[WHAT YOU WILL DO]: Read the data and repeat all of it exactly.

[RECORDS FOR PROCESSING]:
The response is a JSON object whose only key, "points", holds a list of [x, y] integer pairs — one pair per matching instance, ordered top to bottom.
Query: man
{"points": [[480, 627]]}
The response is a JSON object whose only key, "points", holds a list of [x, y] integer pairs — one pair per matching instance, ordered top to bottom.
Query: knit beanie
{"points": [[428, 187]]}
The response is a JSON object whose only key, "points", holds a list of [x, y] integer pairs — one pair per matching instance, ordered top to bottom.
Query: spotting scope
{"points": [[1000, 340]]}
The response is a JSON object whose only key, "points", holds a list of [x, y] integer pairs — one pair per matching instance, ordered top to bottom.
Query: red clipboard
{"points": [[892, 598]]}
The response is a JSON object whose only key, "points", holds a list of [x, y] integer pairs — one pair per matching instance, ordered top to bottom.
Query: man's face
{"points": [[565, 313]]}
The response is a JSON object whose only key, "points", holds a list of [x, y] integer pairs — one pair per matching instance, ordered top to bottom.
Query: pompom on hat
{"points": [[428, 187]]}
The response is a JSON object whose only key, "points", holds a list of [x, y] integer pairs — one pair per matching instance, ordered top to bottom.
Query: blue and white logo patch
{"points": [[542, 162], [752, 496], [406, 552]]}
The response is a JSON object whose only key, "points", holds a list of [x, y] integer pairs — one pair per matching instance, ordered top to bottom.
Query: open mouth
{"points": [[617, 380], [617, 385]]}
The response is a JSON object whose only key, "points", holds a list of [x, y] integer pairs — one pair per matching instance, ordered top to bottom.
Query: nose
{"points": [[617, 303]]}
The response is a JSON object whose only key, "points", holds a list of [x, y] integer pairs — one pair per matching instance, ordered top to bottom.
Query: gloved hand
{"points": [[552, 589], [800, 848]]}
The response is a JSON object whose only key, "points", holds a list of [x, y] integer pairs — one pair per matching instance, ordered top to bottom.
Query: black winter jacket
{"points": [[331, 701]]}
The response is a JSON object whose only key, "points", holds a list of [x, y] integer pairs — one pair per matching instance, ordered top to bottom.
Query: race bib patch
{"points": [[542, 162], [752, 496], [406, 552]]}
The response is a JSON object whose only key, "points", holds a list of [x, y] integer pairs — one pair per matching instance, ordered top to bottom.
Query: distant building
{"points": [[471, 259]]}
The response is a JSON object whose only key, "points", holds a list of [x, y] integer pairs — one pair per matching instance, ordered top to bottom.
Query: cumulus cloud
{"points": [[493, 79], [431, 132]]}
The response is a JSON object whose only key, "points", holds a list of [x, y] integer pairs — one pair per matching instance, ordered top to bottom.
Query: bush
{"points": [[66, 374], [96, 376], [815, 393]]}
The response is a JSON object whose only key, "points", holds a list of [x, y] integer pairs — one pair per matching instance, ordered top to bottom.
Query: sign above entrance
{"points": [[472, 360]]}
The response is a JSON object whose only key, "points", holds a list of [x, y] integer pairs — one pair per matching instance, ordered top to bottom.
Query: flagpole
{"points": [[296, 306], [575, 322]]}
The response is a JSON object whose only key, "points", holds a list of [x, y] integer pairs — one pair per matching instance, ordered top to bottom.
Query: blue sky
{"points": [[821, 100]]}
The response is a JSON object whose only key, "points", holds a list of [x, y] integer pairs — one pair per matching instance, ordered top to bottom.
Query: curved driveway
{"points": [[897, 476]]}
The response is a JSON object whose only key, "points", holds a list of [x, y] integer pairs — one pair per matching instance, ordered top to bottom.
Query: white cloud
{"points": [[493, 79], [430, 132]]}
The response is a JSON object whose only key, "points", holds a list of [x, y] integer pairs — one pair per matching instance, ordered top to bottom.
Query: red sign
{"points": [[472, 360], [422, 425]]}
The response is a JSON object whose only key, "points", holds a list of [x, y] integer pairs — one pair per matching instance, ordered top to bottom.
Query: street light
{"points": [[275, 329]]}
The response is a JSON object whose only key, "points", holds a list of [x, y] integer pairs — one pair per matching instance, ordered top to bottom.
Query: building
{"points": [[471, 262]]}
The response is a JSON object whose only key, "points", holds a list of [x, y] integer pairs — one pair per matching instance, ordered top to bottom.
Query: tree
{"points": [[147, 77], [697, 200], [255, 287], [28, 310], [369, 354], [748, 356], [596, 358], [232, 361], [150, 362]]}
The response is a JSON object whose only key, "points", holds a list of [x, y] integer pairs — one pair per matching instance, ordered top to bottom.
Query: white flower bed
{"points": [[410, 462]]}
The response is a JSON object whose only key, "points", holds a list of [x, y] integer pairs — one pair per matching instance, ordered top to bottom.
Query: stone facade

[TASK ANSWER]:
The response is a JSON object whose only key, "points", holds a list of [x, y] integer pairs — one pair per matching instance, ordered top to bottom.
Query: man
{"points": [[480, 627]]}
The response is a JSON object whose only key, "points", holds a list of [x, y] integer pairs — one pair per matching instance, ordered top to bottom.
Query: knit beanie
{"points": [[428, 187]]}
The response is a JSON object whose only key, "points", holds a list of [x, y] integer pairs — one pair per matching instance, ordered top to bottom.
Query: spotting scope
{"points": [[1000, 340]]}
The response is a JSON object whose only key, "points", holds a list of [x, y] integer pairs — one pair per matching instance, ordered top to bottom.
Query: red clipboard
{"points": [[892, 598]]}
The response is a JSON object whose only key, "points", holds a list of [x, y] integer pairs — one pair per matching instance, ordered top to bottom.
Query: man's face
{"points": [[565, 313]]}
The response is a JSON object whose only key, "points", holds a list of [x, y] integer pairs — one pair per matching instance, ordered top to bottom.
Query: pompom on hat
{"points": [[428, 187]]}
The response is a JSON object whose only key, "points", holds a list of [x, y] integer pairs — one pair per matching instance, ordered top to bottom.
Query: blue and white logo patch
{"points": [[542, 162], [752, 496], [406, 552]]}
The response is a JSON object whose only key, "points", holds a list of [x, y] integer pairs — one pair per matching instance, ordered top to bottom.
Query: open mouth
{"points": [[617, 380], [617, 385]]}
The response is a JSON object whose only key, "points", holds a list of [x, y] integer pairs — one pair per matching instance, ordered top to bottom.
Query: nose
{"points": [[617, 303]]}
The response is a JSON object whose only key, "points", holds a list of [x, y] integer pairs — one pair per matching instance, ordered top to bottom.
Query: gloved hand
{"points": [[552, 589], [800, 848]]}
The response is a JSON object whose only key, "points", holds a list of [x, y] integer pairs — one pair per matching instance, ordered top to bottom.
Query: black winter jacket
{"points": [[331, 701]]}
The response is a JSON object whose only key, "points", holds a list of [x, y] integer pairs — one pair per matching instance, ordered top to bottom.
Query: race bib patch
{"points": [[542, 162], [752, 496], [406, 552]]}
The response is a JSON object whose only key, "points", holds a list of [x, y] integer pairs — one pair per matching instance, ordered top to bottom.
Query: distant building
{"points": [[471, 259]]}
The response is a JSON object whose only key, "points", holds a list of [x, y] integer pairs — one pair per matching instance, ordered top to bottom.
Query: cumulus cloud
{"points": [[493, 79], [431, 132]]}
The response is a JSON object whose only key, "points", holds a list of [x, y] integer pairs — one pair per matching instance, ordered top to bottom.
Query: bush
{"points": [[66, 374], [96, 376], [815, 393]]}
The response is a JSON object whose only key, "points", holds a list of [x, y] integer pairs — one pair per matching instance, ordered top to bottom.
Query: sign above entrance
{"points": [[472, 360]]}
The response is a JSON object whose only key, "points", holds a list of [x, y] integer pairs — one pair per matching instance, ordered top to bottom.
Query: flagpole
{"points": [[296, 306], [575, 322]]}
The response is a JSON object whose only key, "points", holds a list of [x, y] integer pairs — one pair per matching instance, ordered top to bottom.
Query: blue sky
{"points": [[821, 100]]}
The response is a JSON object whose only key, "points", holds a list of [x, y] integer pairs — one pair per matching instance, ordered top to bottom.
Query: curved driveway
{"points": [[897, 476]]}
The response is a JSON object whose only key, "points", holds a list of [x, y] integer pairs — one pair per matching instance, ordered top to bottom.
Query: white cloud
{"points": [[493, 79], [430, 132]]}
The response is a JSON object whose only key, "points", holds a list of [x, y] integer pairs — one pair per matching instance, ordered top to bottom.
Query: red sign
{"points": [[472, 360], [422, 425]]}
The response is a JSON object whose only key, "points", holds a list of [x, y] integer pairs — one pair per matching instance, ordered top to bottom.
Query: street light
{"points": [[275, 329]]}
The response is a JSON object whose only key, "points", holds a list of [x, y] integer pairs — one pair per matching instance, ordered top to bottom.
Query: building
{"points": [[471, 262]]}
The response is a JSON object whose only key, "points", holds a list of [x, y] integer pairs — one pair per matching instance, ordered top to bottom.
Query: tree
{"points": [[147, 77], [697, 200], [255, 287], [28, 310], [369, 354], [748, 356], [596, 358], [232, 361], [150, 362]]}
The response is a JSON object whose only key, "points", holds a list of [x, y] integer pairs — one pair per matching instance, ordered top to bottom.
Query: white flower bed
{"points": [[410, 462]]}
The response is a JSON object whose only key, "points", holds a list of [x, y] integer pairs — one pair per matching instance, ordered top to bottom.
Query: stone facade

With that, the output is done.